- _SHORT EXERCISE 1_
Decide whether each statement, marked (a), (b), and (c), agrees with the Narragansett opinion. Answer yes or no for each, and quote the exact words from the Narragansett opinion that settle it.

(a) The case was heard by the U.S. District Court for the District of Rhode Island.
(b) The land the plaintiffs seek is located in Providence.
(c) The defendant is Director of the Department of Natural Resources of the State of Rhode Island.
- _SHORT EXERCISE 2_
Extend the Narragansett opinion with a few sentences that follow on from its last sentence, in the same style.

Narragansett Tribe of Indians v. Murphy

Citation426 F. Supp. 132
Decision Date01 December 1976
Docket NumberCiv. A. No. 75-0005.
PartiesNARRAGANSETT TRIBE OF INDIANS v. Dennis J. MURPHY, Jr.
CourtU.S. District Court — District of Rhode Island

Barry Margolin, Boston, Mass., Charles Edwards, Providence, R.I., Thomas N. Tureen, and David Crosby, Calais, Maine, for plaintiffs.

Allen P. Rubine, Asst. Atty. Gen., William Brody, Special Asst. Atty. Gen., Providence, R.I., for defendant.

OPINION

PETTINE, Chief Judge.

In this case, which has been consolidated for hearing with Narragansett Tribe of Indians v. Southern Rhode Island Land Development Corp., Civil Action No. 76-0006, the Narragansett tribe hereinafter referred to as plaintiffs seek possession of certain land held by Dennis J. Murphy, Director of the Department of Natural Resources of the State of Rhode Island hereinafter referred to as defendant. Plaintiffs allege that the land in question, located in Charlestown, Rhode Island, has belonged to them since time immemorial and that defendant is now in possession of that land, contrary to the provisions of the Indian Nonintercourse Act, 25 U.S.C. § 177 (1970).

Excerpts from point annotation data:

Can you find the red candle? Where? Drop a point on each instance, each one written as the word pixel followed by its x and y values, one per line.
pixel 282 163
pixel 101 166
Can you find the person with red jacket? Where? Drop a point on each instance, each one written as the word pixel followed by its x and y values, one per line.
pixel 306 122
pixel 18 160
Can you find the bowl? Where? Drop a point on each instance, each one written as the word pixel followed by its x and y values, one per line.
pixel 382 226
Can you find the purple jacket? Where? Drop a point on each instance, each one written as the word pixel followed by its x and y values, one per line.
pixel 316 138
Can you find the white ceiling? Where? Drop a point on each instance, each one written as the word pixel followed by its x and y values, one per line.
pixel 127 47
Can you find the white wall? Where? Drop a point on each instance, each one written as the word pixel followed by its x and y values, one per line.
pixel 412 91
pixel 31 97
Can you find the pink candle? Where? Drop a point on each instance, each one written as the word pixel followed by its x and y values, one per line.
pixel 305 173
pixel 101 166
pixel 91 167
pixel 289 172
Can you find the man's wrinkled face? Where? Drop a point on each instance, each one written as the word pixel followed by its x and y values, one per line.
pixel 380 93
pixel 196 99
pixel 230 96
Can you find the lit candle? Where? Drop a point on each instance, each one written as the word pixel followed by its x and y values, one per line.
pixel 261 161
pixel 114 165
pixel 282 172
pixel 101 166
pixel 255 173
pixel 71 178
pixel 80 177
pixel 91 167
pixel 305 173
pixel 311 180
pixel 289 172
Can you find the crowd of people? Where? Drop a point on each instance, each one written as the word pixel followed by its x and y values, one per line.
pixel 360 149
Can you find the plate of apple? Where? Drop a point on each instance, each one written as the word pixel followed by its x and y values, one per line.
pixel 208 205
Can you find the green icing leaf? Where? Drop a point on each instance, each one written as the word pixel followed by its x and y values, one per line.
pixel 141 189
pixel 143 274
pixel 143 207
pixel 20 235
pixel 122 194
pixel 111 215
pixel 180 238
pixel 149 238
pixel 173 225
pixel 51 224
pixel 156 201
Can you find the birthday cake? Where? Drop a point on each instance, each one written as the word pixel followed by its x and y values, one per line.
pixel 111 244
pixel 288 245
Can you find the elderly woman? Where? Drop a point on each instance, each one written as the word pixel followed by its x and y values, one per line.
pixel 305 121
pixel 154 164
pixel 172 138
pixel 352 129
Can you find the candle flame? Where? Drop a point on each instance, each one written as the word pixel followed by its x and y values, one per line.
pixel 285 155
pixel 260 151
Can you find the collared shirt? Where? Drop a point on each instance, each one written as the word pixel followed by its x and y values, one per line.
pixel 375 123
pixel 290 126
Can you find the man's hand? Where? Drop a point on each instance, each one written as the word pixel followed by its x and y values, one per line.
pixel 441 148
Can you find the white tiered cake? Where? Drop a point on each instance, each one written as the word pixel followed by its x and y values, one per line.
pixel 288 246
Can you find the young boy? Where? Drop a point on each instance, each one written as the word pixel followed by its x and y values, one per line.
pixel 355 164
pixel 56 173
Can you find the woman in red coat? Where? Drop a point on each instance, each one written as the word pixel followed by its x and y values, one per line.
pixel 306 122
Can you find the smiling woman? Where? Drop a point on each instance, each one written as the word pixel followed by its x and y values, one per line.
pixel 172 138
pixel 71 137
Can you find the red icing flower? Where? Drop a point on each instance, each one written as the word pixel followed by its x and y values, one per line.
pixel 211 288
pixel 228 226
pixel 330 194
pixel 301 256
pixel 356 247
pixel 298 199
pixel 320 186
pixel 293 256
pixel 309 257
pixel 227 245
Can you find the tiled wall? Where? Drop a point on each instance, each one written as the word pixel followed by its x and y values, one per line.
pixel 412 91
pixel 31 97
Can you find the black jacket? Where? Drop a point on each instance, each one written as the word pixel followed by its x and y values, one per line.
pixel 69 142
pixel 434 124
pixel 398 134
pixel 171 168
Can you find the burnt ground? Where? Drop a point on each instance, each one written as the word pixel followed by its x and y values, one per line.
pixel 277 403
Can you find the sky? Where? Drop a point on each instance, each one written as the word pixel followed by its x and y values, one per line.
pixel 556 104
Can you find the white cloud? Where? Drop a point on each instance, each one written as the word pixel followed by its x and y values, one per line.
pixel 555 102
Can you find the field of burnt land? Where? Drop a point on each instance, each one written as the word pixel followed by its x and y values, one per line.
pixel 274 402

- _EXPECTED ANSWER 1_
(a) Yes: "U.S. District Court — District of Rhode Island"
(b) No: "located in Charlestown, Rhode Island"
(c) Yes: "Dennis J. Murphy, Director of the Department of Natural Resources of the State of Rhode Island"

- _EXPECTED ANSWER 2_
In previous rulings in this case and in the companion case, this Court has held that plaintiffs have stated a claim upon which relief could be granted, that they are proper parties to bring this action, that the United States need not be made a party, and that certain defenses raised by defendants are insufficient as a matter of law. The Court has also denied motions to dismiss by various defendants based on contentions that plaintiffs' tribe has been dissolved by the state legislature, that plaintiffs lack recognition as a tribe by federal authorities, and that the instant case is an exclusively political question. Narragansett Tribe of Indians v. Southern Rhode Island Land Development Corp., 418 F.Supp. 798 (D.R.I.1976) Narragansett I.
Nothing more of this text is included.